» **Information supplied**
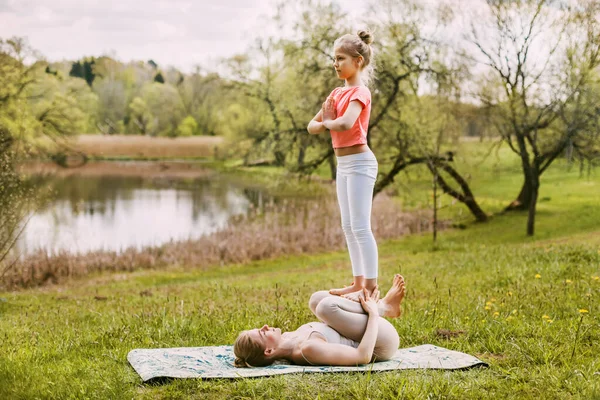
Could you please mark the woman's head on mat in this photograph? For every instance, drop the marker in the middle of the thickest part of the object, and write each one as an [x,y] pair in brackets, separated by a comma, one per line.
[257,347]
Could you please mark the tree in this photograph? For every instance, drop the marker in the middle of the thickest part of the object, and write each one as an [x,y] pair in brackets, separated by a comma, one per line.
[528,97]
[159,78]
[187,127]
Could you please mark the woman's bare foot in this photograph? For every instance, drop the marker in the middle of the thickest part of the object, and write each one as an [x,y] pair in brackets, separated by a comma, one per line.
[390,304]
[354,287]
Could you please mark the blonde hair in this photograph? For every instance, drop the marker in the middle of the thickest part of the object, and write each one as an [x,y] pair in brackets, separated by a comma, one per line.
[359,45]
[249,353]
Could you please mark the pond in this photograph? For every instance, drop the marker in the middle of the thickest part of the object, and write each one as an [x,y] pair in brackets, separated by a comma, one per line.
[121,205]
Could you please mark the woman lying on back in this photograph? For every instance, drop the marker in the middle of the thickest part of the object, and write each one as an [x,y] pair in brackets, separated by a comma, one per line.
[350,333]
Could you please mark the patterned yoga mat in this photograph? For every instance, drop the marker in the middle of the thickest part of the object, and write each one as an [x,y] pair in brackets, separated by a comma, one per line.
[217,362]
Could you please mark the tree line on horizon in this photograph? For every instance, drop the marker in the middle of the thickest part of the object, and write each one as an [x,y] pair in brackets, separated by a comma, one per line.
[427,93]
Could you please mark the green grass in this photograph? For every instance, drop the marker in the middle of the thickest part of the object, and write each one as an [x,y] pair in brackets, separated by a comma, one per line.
[517,299]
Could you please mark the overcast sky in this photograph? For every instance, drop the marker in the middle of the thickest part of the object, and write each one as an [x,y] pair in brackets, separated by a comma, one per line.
[181,33]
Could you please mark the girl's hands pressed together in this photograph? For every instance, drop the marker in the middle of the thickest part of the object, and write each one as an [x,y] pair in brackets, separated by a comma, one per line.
[369,302]
[329,110]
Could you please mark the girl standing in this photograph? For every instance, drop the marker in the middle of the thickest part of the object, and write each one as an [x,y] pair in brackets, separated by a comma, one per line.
[346,114]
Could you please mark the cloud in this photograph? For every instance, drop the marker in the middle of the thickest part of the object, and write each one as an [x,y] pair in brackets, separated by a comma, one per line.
[177,32]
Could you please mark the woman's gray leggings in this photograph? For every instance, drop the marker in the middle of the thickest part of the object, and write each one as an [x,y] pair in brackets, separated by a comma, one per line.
[349,319]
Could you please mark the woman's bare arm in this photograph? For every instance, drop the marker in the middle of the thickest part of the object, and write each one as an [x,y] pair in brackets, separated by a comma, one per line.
[347,120]
[315,126]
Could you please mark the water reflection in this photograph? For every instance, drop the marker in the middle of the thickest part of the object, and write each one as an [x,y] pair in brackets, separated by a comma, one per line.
[113,213]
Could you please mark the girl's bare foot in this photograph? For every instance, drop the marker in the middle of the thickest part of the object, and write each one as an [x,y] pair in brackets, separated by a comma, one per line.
[347,289]
[390,304]
[356,296]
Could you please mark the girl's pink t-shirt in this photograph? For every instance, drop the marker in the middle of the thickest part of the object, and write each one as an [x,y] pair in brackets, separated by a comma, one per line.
[358,133]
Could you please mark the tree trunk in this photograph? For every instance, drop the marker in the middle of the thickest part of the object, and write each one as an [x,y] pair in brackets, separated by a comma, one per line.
[535,187]
[521,203]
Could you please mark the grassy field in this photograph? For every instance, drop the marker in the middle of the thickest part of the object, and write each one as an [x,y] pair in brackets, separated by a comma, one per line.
[527,306]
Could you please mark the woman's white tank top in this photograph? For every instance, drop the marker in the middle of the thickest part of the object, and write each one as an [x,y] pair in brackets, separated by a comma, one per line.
[330,334]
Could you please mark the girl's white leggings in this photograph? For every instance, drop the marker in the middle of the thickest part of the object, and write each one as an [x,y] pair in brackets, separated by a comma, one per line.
[355,180]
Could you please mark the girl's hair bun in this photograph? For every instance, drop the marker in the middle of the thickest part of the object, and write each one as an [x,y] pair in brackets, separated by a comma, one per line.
[365,36]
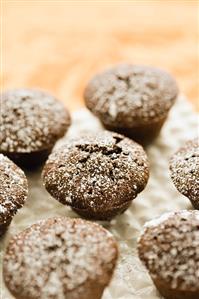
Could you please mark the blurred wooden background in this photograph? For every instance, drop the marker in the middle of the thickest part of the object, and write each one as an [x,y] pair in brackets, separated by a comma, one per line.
[59,45]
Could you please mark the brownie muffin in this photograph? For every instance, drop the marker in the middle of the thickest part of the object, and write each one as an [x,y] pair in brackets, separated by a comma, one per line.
[133,100]
[13,191]
[169,250]
[98,175]
[31,122]
[70,258]
[184,168]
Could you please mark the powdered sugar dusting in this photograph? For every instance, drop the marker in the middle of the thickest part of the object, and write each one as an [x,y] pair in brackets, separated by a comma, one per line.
[100,173]
[13,189]
[169,249]
[129,95]
[66,254]
[131,279]
[31,120]
[184,167]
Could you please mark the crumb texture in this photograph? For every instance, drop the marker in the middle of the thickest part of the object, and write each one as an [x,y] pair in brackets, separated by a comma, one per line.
[31,120]
[131,95]
[169,248]
[184,167]
[13,189]
[96,171]
[70,258]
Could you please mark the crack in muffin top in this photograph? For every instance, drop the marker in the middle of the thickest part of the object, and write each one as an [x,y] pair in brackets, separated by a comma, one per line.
[129,95]
[31,120]
[13,189]
[96,171]
[184,167]
[169,248]
[66,255]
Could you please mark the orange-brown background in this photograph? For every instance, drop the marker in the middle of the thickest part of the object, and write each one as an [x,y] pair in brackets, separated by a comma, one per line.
[59,45]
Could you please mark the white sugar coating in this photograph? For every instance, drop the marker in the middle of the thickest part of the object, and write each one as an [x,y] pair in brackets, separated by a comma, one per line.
[31,120]
[129,95]
[13,189]
[67,255]
[96,172]
[184,167]
[169,250]
[159,220]
[131,279]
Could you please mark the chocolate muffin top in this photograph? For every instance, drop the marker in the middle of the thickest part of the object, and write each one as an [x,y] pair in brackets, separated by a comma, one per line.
[131,95]
[68,257]
[96,171]
[13,189]
[184,167]
[31,120]
[169,248]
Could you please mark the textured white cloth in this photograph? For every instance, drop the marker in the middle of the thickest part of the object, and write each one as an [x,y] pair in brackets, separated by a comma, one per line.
[130,280]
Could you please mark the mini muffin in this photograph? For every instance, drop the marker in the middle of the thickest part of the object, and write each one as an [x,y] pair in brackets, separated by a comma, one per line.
[13,191]
[133,100]
[60,258]
[169,250]
[31,122]
[184,168]
[98,175]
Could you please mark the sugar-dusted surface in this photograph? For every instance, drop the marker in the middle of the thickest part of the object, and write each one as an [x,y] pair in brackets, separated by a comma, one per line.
[131,95]
[67,255]
[169,249]
[184,167]
[31,120]
[131,278]
[97,172]
[13,189]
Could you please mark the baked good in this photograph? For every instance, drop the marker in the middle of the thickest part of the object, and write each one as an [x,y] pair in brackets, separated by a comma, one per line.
[98,175]
[168,248]
[31,122]
[133,100]
[184,168]
[60,258]
[13,191]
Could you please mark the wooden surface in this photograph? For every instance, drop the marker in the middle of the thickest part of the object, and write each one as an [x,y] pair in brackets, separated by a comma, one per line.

» **Exercise goal**
Set each line of the records down again exactly as it reads. Omit the pictures.

» **Solution**
Could you please mark the woman's head on mat in this photograph? For every instance, drop the marker in the middle of the thickest part of the object, and write each one as an [x,y] pair in brackets, separated by a comma, one per line.
[257,347]
Could you please mark the tree in this photograph? For every instance, drop the marker in the middle of the thickest part of the object, and write each one as an [x,y] pair in brackets, separated by a comma, one per line.
[528,97]
[159,78]
[187,127]
Could you please mark the woman's bare foot in this photograph? For every instance, drop the marker in the middle of the thickest part of the object, and write each one as an [x,y] pair in brackets, separated by a comma, one per line.
[390,304]
[354,287]
Could you please mark the blonde hair in this photograph? For every instance, drop the marker in the middle of the thickest part of the object, and write each one as an [x,y] pair in brackets, separated by a comma, one per line.
[359,45]
[249,353]
Could you please mark the pond in this photograph? For every instance, drop the marker in the middle of the thickest part of the object, and write each one as an [x,y] pair in brackets, separated by a comma, one per line.
[121,205]
Could you please mark the woman lying on back in this photograph? For every instance, drop the marker in the middle of the thickest part of the object, and write each one as an [x,y] pair in brackets, separated by a comma, one per line.
[350,333]
Could you please mark the patterned yoga mat in this photograph? For every instance, drop the marker in the middle of the thickest part of the object, and write each one as an [x,y] pair in brackets, separated by a comma, one per line.
[217,362]
Could you please mark the tree line on horizon in this photograph? For every instance, drop the marker in the middle of the thickest part of the object, and write each one as an [x,y] pair in brackets, separated by a comma, one per line.
[427,93]
Could you please mark the green grass in this photograph? For every instance, drop the marker in the middle of the thickest part of the object, and write each one as an [x,y] pair in brackets, separated by a comma, one per line.
[517,299]
Could you please mark the overcast sky in this photograph? For every instance, drop the marker in the middle of the thickest part of the object, and write each one as an [x,y] pair in brackets, separated by a comma, one per line.
[181,33]
Could you please mark the girl's hands pressed together in this photograph? For every instance, drop the marker in the middle of the thickest part of the object, and write each one as an [x,y] pair in brackets, separated by a comma, one per line.
[369,302]
[329,110]
Could you please mark the girl standing in this photograph? For every instance, drop the marker in the middle of the thickest part of the object, and write each one as an [x,y] pair in brackets, separated by a comma, one per line.
[346,114]
Could you please mark the cloud in this photograph? For every instance, drop the marker in the middle of the thickest part of the object, and write each one as an [x,y] pair in brackets, separated by a comma, one per line.
[177,32]
Could you please mark the woman's gray leggings in this photograph? For every instance, drop the marker in the middle of the thickest part of the object, and write each one as an [x,y] pair in brackets, separated by a comma, one per line.
[349,319]
Could you please mark the woman's bare arm in this photograph? For every instance, drop the marker in the middle of the thickest part of the object, and write each one as an [x,y] pair in brackets, separated by a comma, one per line.
[347,120]
[315,126]
Could you please mark the water reflection in this photograph? For every instance, drop the marker in the middle of the thickest part of the object, and write each one as an [x,y] pair in brackets, separated by a comma, one per line.
[113,213]
Could you please mark the girl's bare foot in this photograph? For every instance, drop the marker in the middle of the thickest part of the object, and write each one as an [x,y] pair in brackets, separated by a comma, one per line.
[347,289]
[390,304]
[356,296]
Could you please mark the girl's pink t-shirt in this photograph? For every instance, drop the marker in the middle of the thickest part of the object, and write each one as an [x,y] pair in brackets, separated by a comma, one per line.
[358,133]
Could you please mark the tree trunk in this photograph? For every instance, drop the marker in the middle of the thickest part of the object, and write each one as an [x,y] pair in brackets, separated by a comma, one per line.
[535,187]
[521,203]
Could you please mark the grassy field in this photograph? For every instance, drop the marker in the middle of the thickest part of the object, and write each one as an [x,y] pair in brackets, separated by a comma, one per line.
[527,306]
Could you please mark the woman's white tank top in this photograph? For every instance, drop the marker in the middle of the thickest part of the object, and write each one as an [x,y] pair in brackets, separated by a comma, one per line.
[330,334]
Could you please mark the girl's white leggings in this photograph? For every instance, drop the marker in the middle of the thickest part of the object, and write each one as an [x,y] pair in brackets, separated by a comma, one per line.
[355,180]
Could you please mark the girl's hair bun in this photograph? For every instance, drop the marker in the middle of the thickest part of the object, and write each one as an [x,y] pair in brackets, separated by a comma, one per line.
[365,36]
Could you please mark the blurred wooden background in this photograph? For every instance, drop the marker in the middle of the thickest part of the object, and write each one as an [x,y] pair in brackets, separated by a comma, one per line.
[59,45]
Could you please mark the brownie muffin in this photograph? For every instance, drop the marker in the middle of the thickest part of the object, and write each one as an [x,y] pair in brackets, separated by a comma, one per line.
[133,100]
[13,191]
[169,250]
[98,175]
[31,122]
[70,258]
[184,168]
Could you please mark the powdered sugar dusting in this photograph? For every instance, drop the marker in the middle of the thickest part of the object, and write each one as an [x,y] pair in brackets, separated by a comma, one per line.
[100,173]
[13,189]
[169,249]
[129,95]
[66,254]
[131,279]
[31,120]
[184,167]
Could you please mark the crumb texture in this photograph? For every instance, drop the marker in the middle of the thickest part of the object, and write each one as an [x,y] pair in brackets, separated by a comma, one per line.
[31,120]
[131,95]
[169,248]
[184,167]
[13,189]
[96,171]
[70,258]
Could you please mark the crack in muffin top in this photograph? For every instance, drop the marker in the middle of the thickest part of the object, and write each one as an [x,y] pair in brackets, separated by a comma, one per line.
[129,95]
[31,120]
[13,189]
[96,171]
[184,167]
[169,248]
[66,255]
Could you please mark the orange-brown background in this photograph? For every instance, drop the marker in the middle of the thickest part of the object, and write each one as an [x,y] pair in brackets, separated by a comma, one per line.
[59,45]
Could you please mark the white sugar coating in this photograph? For every instance, drop the marker in the middle of the thickest part of the object, and write each one as an [x,y] pair in brackets, separated by a comma, one per line.
[31,120]
[129,95]
[13,189]
[67,255]
[96,172]
[184,167]
[169,250]
[159,220]
[131,279]
Could you please mark the chocolate muffin top in this photograph? For every instance, drop the marker in the middle of the thickest part of the object, and write each one as an [x,y] pair in brackets, separated by a comma, one per line.
[131,95]
[68,257]
[96,171]
[13,189]
[184,167]
[31,120]
[169,248]
Could you please mark the textured white cloth in this photograph? For every instance, drop the marker in the middle of the thickest part of the object, and write each one as an [x,y] pair in brackets, separated by a comma, one per line.
[130,280]
Could you please mark the mini muffin in this photograph? For every instance, drop the marker in the middle of the thickest part of the object, and write each one as an [x,y] pair in brackets, separated by a comma, one per line.
[13,191]
[133,100]
[60,258]
[169,250]
[31,122]
[184,168]
[98,175]
Could you please mark the sugar-dusted surface in this photograph? For every instance, drop the marker in the middle of the thickest part of the object, and write each one as an [x,y] pair in brackets, separated by a comma, one per line.
[131,95]
[67,255]
[169,249]
[184,167]
[31,120]
[131,278]
[97,172]
[13,189]
Could you please mark the baked good in this photograph? For every instance, drop the marker in the middle of the thickest part of the object, and write each one as an [x,y] pair in brackets, separated by a comma, one per line.
[98,175]
[168,248]
[31,122]
[133,100]
[184,168]
[60,258]
[13,191]
Could you please mark the wooden surface in this photograph? For every instance, drop the marker in the middle of the thickest part of the object, and write each one as an [x,y] pair in brackets, separated by a comma, one per line.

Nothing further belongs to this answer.